TASK BRIEF – Transcribe the records below. Leave every word as it is.

INPUT –
= Beginning of Section =

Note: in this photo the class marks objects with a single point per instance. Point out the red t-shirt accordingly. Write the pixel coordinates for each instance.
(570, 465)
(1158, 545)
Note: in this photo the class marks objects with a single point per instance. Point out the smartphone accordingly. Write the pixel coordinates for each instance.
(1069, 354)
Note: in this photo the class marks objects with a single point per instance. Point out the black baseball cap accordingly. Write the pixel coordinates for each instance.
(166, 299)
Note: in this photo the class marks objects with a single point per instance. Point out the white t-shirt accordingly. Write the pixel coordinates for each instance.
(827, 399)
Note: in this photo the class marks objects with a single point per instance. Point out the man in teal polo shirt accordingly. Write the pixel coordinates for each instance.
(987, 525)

= End of Section =

RESULT OF THE EXERCISE –
Note: in this photo the class marks objects with a single point per instance. Point out the red t-shirt accordingly. Write the pixel coordinates for each instance.
(570, 465)
(1158, 545)
Note: in this photo the class marks objects with a single point per instance. Point out the smartphone accordingly. Write the pixel coordinates for each instance.
(1069, 354)
Note: in this photo the class marks objects with a single point per instance. Point out the black baseball cap accordingly. Write the pixel coordinates for each instance.
(166, 299)
Note: in this photo the class marks objects with a single point per instance. Point out the white t-shirt accordingly. Write the pixel coordinates for each instance.
(827, 399)
Note: in this photo the class marks objects with a single point per instance. Point out the man in teal polo shirt accordingly. Write the pixel coordinates for each instance.
(987, 525)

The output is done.